To-do list:
1 – In the passage on Colorado's Proposition 108, reproduce everything from "A movement to" down to "will become crucial.".
2 – Render this sentence from the passage on Colorado's Proposition 108 in Spanish: "If that movement is afoot, the question of who leads the Republican Party in February’s reorganization meetings will become crucial."
3 – Pick up the passage on Colorado's Proposition 108 after its final sentence and keep writing.

Document text:
· · ·

If it all sounds a bit absurd — that party leaders would reject the will of more than 1 million voters and instead rely on those who gather in school cafeterias across the state at 7 p.m. on a Tuesday — that’s because it would be. It’s not impossible, however. Many of those in power at the moment on both sides of the aisle got there by appealing to the base of their party voters who participate in caucuses, not the 1.1 million unaffiliated voters who are now required to be allowed to vote in a primary.
A movement to reject Proposition 108 would be one of selfpreservation for candidates even while being a public-relations nightmare for the parties.
Patrick Davis, who helped run President-elect Donald Trump’s campaign in Colorado, said it would be disastrous for the state’s GOP to even consider opting out of Proposition 108.
“There are elements of the Never Trump movement in Colorado that were active during the Republican National Committee that are looking at being leadership in the party,” said Davis, who voted against Proposition 108 but supports the party implementing it now that it’s law.
If that movement is afoot, the question of who leads the Republican Party in February’s reorganization meetings will become crucial.
On the Republican side, two of the candidates mulling a run for state party chair are support open primaries even though they opposed the ballot initiative.
Current GOP Chair Steve House said that “both the Republican and Democratic parties in this state are losing market share … we have to retool how we get voters to join with us.”

· · ·

Given entries:
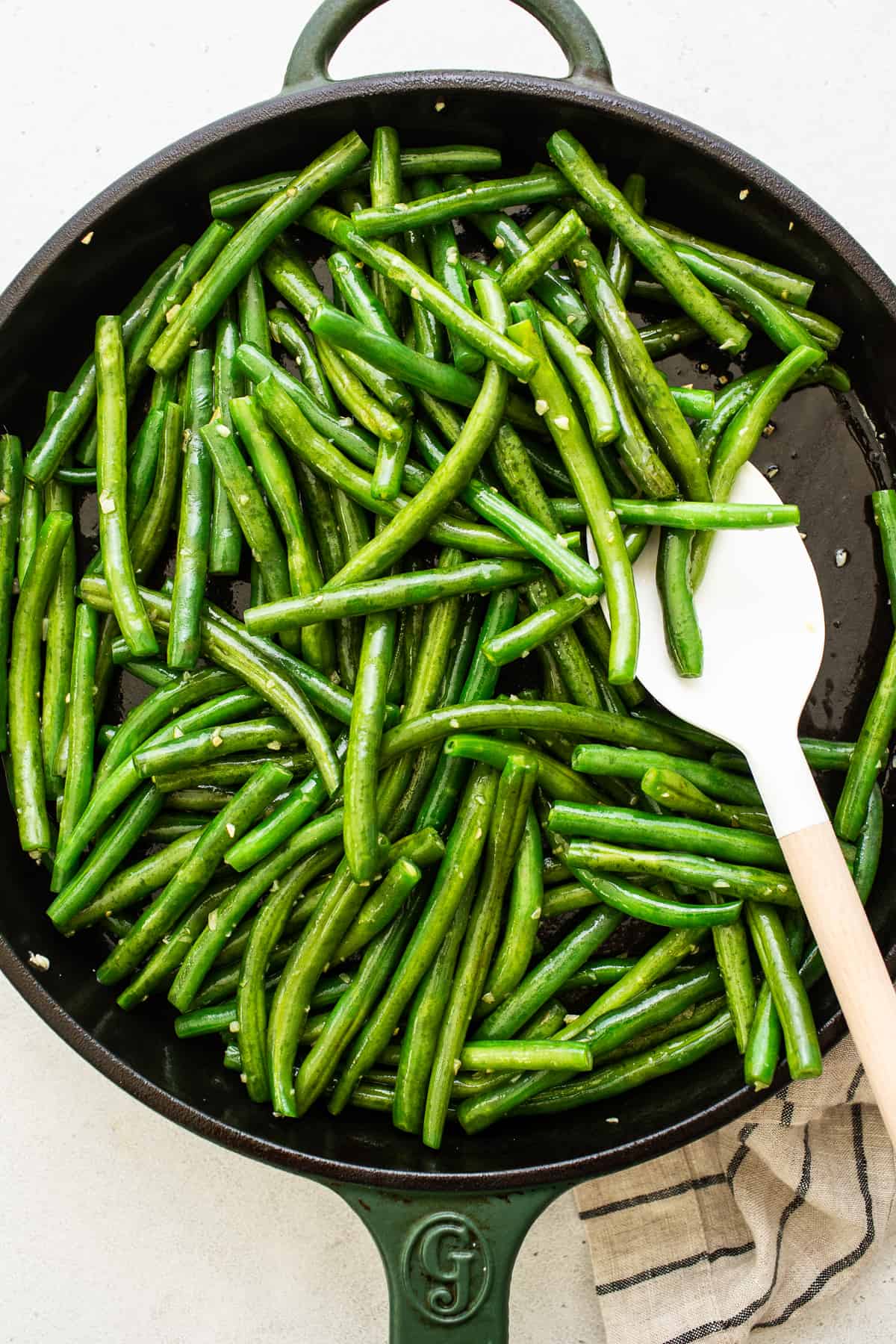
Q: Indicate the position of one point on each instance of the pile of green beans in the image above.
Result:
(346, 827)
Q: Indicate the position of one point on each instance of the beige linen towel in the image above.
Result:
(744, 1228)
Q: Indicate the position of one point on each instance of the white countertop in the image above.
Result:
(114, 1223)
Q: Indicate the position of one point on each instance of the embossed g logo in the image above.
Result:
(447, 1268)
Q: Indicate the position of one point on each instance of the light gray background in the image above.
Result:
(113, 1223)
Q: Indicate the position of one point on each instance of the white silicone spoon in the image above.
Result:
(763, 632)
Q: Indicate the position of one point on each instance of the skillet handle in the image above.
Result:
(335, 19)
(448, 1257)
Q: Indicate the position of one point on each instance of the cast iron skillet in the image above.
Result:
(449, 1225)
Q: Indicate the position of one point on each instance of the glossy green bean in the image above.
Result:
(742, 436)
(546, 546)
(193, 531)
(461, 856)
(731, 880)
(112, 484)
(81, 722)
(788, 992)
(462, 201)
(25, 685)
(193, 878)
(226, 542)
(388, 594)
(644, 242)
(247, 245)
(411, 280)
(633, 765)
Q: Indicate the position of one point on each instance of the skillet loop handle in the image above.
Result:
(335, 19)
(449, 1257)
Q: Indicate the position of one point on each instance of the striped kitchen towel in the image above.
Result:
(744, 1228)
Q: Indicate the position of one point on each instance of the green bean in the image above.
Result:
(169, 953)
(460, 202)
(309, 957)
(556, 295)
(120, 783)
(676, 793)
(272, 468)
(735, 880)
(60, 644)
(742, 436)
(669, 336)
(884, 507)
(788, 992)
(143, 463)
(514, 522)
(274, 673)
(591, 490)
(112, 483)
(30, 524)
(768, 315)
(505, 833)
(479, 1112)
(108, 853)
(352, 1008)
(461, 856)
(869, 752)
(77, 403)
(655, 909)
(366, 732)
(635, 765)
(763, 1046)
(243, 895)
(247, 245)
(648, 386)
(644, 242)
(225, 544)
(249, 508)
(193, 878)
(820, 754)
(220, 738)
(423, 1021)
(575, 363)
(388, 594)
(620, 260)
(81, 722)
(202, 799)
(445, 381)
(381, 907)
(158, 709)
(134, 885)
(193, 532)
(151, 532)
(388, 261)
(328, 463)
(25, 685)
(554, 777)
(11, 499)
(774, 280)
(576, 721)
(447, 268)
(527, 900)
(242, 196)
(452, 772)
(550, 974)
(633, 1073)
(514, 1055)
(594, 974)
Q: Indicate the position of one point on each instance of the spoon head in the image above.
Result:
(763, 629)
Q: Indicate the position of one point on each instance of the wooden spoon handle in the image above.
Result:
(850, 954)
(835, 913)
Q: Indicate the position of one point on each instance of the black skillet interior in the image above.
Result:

· · ·

Results:
1 –
A movement to reject Proposition 108 would be one of selfpreservation for candidates even while being a public-relations nightmare for the parties.
Patrick Davis, who helped run President-elect Donald Trump’s campaign in Colorado, said it would be disastrous for the state’s GOP to even consider opting out of Proposition 108.
“There are elements of the Never Trump movement in Colorado that were active during the Republican National Committee that are looking at being leadership in the party,” said Davis, who voted against Proposition 108 but supports the party implementing it now that it’s law.
If that movement is afoot, the question of who leads the Republican Party in February’s reorganization meetings will become crucial.

2 – Si ese movimiento está en marcha, la cuestión de quién dirige el Partido Republicano en las reuniones de reorganización de febrero se volverá crucial.

3 –
Jeff Hays, El Paso County Republican Party Chair, said the party needs to “reach out to those unaffiliated voters in a very strategic way. We really need to build relationships with them through the primaries.”
Organized opposition to open primaries hasn’t materialized yet on the Democrat’s side.
Colorado Democratic Chairman Rick Palacio announced in November he wouldn’t seek reelection. Former state Sen. Morgan Carroll is being called a possible candidate in the race and like Hays and House she has said she opposes Proposition 108.
This debate doesn’t impact Proposition 107, which independently created a presidential preference primary open to unaffiliated voters, but it impacts primary elections for every other candidate in the state.
It’ll be a critical decision for the central committees next year as they decide what to do with the will of the voters and who to elect to navigate these tough times for our major parties.